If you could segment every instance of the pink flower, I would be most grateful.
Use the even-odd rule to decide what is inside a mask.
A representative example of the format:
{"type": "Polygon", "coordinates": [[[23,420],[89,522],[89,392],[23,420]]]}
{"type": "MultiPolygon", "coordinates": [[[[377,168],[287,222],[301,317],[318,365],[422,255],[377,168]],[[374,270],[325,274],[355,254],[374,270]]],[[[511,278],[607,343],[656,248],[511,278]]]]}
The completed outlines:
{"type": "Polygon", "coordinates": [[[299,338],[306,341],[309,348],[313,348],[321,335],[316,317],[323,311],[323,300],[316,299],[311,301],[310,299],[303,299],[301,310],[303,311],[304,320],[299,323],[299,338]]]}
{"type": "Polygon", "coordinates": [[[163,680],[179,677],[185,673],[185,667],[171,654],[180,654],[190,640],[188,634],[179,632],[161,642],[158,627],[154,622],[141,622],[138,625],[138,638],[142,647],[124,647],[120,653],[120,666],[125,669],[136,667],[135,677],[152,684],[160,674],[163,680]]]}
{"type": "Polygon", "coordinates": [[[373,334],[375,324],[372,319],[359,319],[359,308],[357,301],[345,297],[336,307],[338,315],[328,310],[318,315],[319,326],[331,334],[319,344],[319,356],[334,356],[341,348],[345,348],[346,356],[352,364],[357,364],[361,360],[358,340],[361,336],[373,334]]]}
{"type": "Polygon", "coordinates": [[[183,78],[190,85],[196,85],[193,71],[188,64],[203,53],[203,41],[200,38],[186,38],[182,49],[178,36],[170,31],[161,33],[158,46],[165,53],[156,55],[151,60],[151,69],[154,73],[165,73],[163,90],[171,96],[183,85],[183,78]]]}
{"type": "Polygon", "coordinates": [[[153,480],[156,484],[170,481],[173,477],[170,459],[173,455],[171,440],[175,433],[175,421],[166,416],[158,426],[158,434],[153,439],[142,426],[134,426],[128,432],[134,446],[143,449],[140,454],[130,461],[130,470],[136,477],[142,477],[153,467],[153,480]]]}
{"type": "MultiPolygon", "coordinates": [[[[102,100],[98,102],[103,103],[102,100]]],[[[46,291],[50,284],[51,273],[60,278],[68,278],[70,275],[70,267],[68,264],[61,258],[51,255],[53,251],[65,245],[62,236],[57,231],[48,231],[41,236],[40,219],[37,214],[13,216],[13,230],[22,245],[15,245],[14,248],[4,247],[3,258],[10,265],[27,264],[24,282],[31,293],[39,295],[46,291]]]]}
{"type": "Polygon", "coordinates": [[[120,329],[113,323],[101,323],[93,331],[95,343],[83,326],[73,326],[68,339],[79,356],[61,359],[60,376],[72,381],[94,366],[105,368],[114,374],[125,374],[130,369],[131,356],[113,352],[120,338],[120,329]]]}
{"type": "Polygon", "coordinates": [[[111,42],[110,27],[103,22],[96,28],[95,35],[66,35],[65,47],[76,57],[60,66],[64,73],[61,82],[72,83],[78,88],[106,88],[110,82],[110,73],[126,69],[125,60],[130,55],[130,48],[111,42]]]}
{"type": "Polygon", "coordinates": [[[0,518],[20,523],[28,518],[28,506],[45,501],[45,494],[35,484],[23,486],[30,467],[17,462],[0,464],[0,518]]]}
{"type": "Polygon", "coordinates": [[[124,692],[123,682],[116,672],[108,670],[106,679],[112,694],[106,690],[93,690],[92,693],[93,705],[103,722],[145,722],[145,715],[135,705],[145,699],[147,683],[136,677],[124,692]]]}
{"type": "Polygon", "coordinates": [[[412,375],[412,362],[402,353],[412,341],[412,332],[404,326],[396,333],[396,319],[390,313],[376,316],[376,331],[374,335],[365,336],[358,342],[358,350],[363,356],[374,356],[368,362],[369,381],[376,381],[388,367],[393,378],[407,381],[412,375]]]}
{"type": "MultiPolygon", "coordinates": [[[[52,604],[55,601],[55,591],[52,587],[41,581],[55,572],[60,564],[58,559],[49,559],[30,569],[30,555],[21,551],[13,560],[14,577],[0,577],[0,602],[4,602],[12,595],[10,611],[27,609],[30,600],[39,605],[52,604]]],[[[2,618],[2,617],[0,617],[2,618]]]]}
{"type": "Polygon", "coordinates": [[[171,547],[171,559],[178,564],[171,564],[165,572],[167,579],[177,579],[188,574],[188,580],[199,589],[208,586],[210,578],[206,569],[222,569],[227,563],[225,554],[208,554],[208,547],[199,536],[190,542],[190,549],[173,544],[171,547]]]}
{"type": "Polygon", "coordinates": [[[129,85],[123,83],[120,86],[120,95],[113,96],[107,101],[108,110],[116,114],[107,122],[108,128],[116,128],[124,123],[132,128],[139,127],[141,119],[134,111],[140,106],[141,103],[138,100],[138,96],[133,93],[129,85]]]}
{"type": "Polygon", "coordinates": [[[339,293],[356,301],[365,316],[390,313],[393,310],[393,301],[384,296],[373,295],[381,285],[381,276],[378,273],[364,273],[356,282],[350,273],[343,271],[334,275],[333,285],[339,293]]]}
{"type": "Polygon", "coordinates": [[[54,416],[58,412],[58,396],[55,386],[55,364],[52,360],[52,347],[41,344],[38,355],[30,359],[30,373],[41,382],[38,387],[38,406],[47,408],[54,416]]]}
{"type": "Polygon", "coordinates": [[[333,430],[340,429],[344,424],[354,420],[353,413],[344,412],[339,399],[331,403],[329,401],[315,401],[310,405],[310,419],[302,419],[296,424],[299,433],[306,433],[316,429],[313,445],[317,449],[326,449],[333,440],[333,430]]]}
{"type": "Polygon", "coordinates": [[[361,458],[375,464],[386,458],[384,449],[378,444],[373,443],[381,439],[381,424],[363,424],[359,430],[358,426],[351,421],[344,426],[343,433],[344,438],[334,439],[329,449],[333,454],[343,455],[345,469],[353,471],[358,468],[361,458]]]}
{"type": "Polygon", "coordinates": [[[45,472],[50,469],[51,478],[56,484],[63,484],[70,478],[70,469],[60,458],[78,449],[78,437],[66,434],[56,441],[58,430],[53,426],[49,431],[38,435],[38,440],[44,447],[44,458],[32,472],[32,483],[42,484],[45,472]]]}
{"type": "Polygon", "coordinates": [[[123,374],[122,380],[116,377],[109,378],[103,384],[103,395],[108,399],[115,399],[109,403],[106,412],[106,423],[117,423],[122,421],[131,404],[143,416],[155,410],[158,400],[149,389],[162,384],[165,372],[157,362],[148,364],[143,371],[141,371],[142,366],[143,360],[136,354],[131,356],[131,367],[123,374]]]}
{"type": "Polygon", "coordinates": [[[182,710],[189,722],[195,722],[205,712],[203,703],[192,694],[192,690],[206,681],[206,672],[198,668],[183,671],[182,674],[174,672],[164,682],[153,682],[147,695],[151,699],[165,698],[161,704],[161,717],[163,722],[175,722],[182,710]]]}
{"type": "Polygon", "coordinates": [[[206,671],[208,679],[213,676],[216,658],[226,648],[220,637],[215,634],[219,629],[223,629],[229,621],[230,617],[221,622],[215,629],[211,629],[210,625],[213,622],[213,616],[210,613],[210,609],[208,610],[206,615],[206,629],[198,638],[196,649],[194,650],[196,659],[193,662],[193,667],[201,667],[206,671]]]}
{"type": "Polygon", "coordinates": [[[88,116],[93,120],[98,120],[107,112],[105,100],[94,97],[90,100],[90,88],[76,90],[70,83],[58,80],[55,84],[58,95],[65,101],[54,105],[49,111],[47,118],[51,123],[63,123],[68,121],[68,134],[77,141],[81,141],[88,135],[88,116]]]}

§ §

**To do**
Reproduce the records in full, exactly as written.

**Exercise output**
If you could segment every instance of the pink flower, I would be most grateful.
Use the even-odd rule to decide what is inside a mask.
A representative example of the format:
{"type": "Polygon", "coordinates": [[[23,420],[89,522],[89,392],[23,420]]]}
{"type": "MultiPolygon", "coordinates": [[[[377,168],[287,222],[301,317],[318,365],[422,255],[377,168]],[[374,270],[325,274],[355,254],[374,270]]],[[[511,278],[607,343],[656,248],[511,278]]]]}
The completed outlines:
{"type": "Polygon", "coordinates": [[[299,338],[306,341],[309,348],[313,348],[321,335],[316,317],[323,311],[323,300],[316,299],[311,301],[310,299],[303,299],[301,310],[303,311],[304,320],[299,323],[299,338]]]}
{"type": "Polygon", "coordinates": [[[163,680],[179,677],[185,673],[185,667],[171,654],[180,654],[190,640],[188,634],[179,632],[161,642],[158,627],[154,622],[141,622],[138,625],[138,638],[142,647],[124,647],[120,653],[120,666],[125,669],[136,667],[135,677],[152,684],[160,674],[163,680]]]}
{"type": "Polygon", "coordinates": [[[373,334],[375,324],[372,319],[359,319],[359,308],[357,301],[345,297],[336,307],[338,315],[328,310],[318,315],[319,326],[331,334],[319,344],[319,356],[334,356],[341,348],[345,348],[346,356],[352,364],[357,364],[361,360],[358,340],[361,336],[373,334]]]}
{"type": "Polygon", "coordinates": [[[183,78],[190,85],[196,85],[193,71],[188,64],[203,53],[203,41],[200,38],[186,38],[182,49],[178,36],[170,31],[161,33],[158,46],[165,53],[156,55],[151,60],[151,69],[154,73],[165,73],[163,90],[171,96],[183,85],[183,78]]]}
{"type": "Polygon", "coordinates": [[[153,480],[156,484],[170,481],[173,477],[170,459],[173,455],[171,440],[175,433],[175,421],[166,416],[158,426],[158,434],[153,439],[142,426],[134,426],[128,432],[134,446],[143,449],[140,454],[130,461],[130,470],[136,477],[142,477],[153,467],[153,480]]]}
{"type": "MultiPolygon", "coordinates": [[[[102,100],[98,102],[103,103],[102,100]]],[[[46,291],[50,284],[51,273],[60,278],[68,278],[70,275],[70,267],[68,264],[61,258],[51,255],[53,251],[65,245],[62,236],[57,231],[48,231],[41,236],[40,219],[37,214],[13,216],[13,230],[22,245],[15,245],[14,248],[4,247],[3,258],[10,265],[27,264],[24,282],[31,293],[39,295],[46,291]]]]}
{"type": "Polygon", "coordinates": [[[120,329],[113,323],[101,323],[93,331],[95,343],[83,326],[73,326],[68,339],[79,356],[61,359],[60,376],[72,381],[94,366],[105,368],[114,374],[125,374],[130,369],[131,356],[113,352],[120,338],[120,329]]]}
{"type": "Polygon", "coordinates": [[[111,42],[110,27],[103,22],[96,28],[95,35],[66,35],[65,47],[76,57],[60,66],[64,73],[61,82],[72,83],[78,88],[106,88],[110,82],[110,73],[126,69],[125,60],[130,55],[130,48],[111,42]]]}
{"type": "Polygon", "coordinates": [[[0,518],[20,523],[28,518],[28,506],[45,501],[45,494],[35,484],[23,486],[30,467],[17,462],[0,464],[0,518]]]}
{"type": "Polygon", "coordinates": [[[124,692],[123,682],[116,672],[108,670],[106,679],[112,694],[106,690],[93,690],[92,693],[93,705],[103,722],[145,722],[145,715],[135,705],[145,699],[147,683],[136,677],[124,692]]]}
{"type": "Polygon", "coordinates": [[[412,375],[412,362],[402,353],[412,341],[412,332],[404,326],[396,333],[396,319],[390,313],[376,316],[376,331],[374,335],[365,336],[358,342],[358,350],[363,356],[374,356],[368,362],[369,381],[376,381],[388,367],[393,378],[407,381],[412,375]]]}
{"type": "MultiPolygon", "coordinates": [[[[52,604],[55,601],[55,591],[52,587],[41,581],[55,572],[60,564],[58,559],[49,559],[30,569],[30,555],[21,551],[13,560],[14,577],[0,577],[0,602],[4,602],[12,595],[10,611],[27,609],[30,600],[39,605],[52,604]]],[[[2,618],[2,617],[0,617],[2,618]]]]}
{"type": "Polygon", "coordinates": [[[171,547],[171,559],[178,564],[171,564],[165,572],[167,579],[177,579],[188,574],[188,580],[199,589],[208,586],[210,578],[206,569],[222,569],[227,563],[225,554],[208,554],[208,547],[199,536],[190,542],[190,549],[173,544],[171,547]]]}
{"type": "Polygon", "coordinates": [[[129,85],[123,83],[120,86],[120,95],[113,96],[107,101],[108,110],[116,114],[107,122],[108,128],[116,128],[124,123],[132,128],[139,127],[141,119],[134,111],[140,106],[141,103],[138,100],[138,96],[133,93],[129,85]]]}
{"type": "Polygon", "coordinates": [[[339,293],[356,301],[365,316],[390,313],[393,310],[393,301],[384,296],[373,295],[381,285],[381,276],[378,273],[364,273],[356,282],[350,273],[343,271],[334,275],[333,285],[339,293]]]}
{"type": "Polygon", "coordinates": [[[54,416],[58,412],[58,396],[55,386],[55,364],[52,360],[52,347],[41,344],[38,355],[30,359],[30,373],[41,382],[38,387],[38,406],[47,408],[54,416]]]}
{"type": "Polygon", "coordinates": [[[333,430],[340,429],[344,424],[354,420],[353,413],[344,412],[339,399],[331,403],[329,401],[315,401],[310,405],[310,419],[302,419],[296,424],[299,433],[306,433],[316,429],[313,445],[317,449],[326,449],[333,440],[333,430]]]}
{"type": "Polygon", "coordinates": [[[361,458],[375,464],[386,458],[384,449],[378,444],[373,443],[381,439],[381,424],[363,424],[359,430],[358,426],[351,421],[344,426],[343,433],[344,438],[334,439],[329,449],[333,454],[343,455],[345,469],[353,471],[358,468],[361,458]]]}
{"type": "Polygon", "coordinates": [[[45,472],[50,469],[51,478],[56,484],[63,484],[70,478],[70,469],[60,458],[78,449],[78,437],[66,434],[56,441],[58,430],[53,426],[49,431],[38,435],[38,440],[44,447],[44,458],[32,472],[32,483],[42,484],[45,472]]]}
{"type": "Polygon", "coordinates": [[[123,374],[122,380],[116,377],[109,378],[103,384],[103,395],[108,399],[115,399],[109,403],[106,412],[106,423],[117,423],[122,421],[131,404],[143,416],[155,410],[158,400],[149,389],[162,384],[165,372],[157,362],[148,364],[143,371],[141,371],[142,366],[143,360],[136,354],[131,356],[131,367],[123,374]]]}
{"type": "Polygon", "coordinates": [[[182,710],[189,722],[195,722],[205,712],[203,703],[192,694],[192,690],[206,681],[206,672],[198,668],[183,671],[182,674],[174,672],[164,682],[153,682],[147,695],[151,699],[165,698],[161,704],[161,717],[163,722],[175,722],[182,710]]]}
{"type": "Polygon", "coordinates": [[[206,671],[208,679],[213,676],[216,658],[226,648],[220,637],[215,634],[219,629],[223,629],[229,621],[230,617],[221,622],[215,629],[211,629],[210,625],[213,622],[213,616],[210,613],[210,609],[208,610],[206,615],[206,629],[198,638],[196,649],[194,650],[196,659],[193,662],[193,667],[201,667],[206,671]]]}
{"type": "Polygon", "coordinates": [[[88,116],[93,120],[98,120],[107,112],[105,100],[94,97],[90,100],[90,88],[76,90],[70,83],[58,80],[55,84],[58,95],[65,101],[54,105],[49,111],[47,118],[51,123],[63,123],[68,121],[68,134],[77,141],[81,141],[88,135],[88,116]]]}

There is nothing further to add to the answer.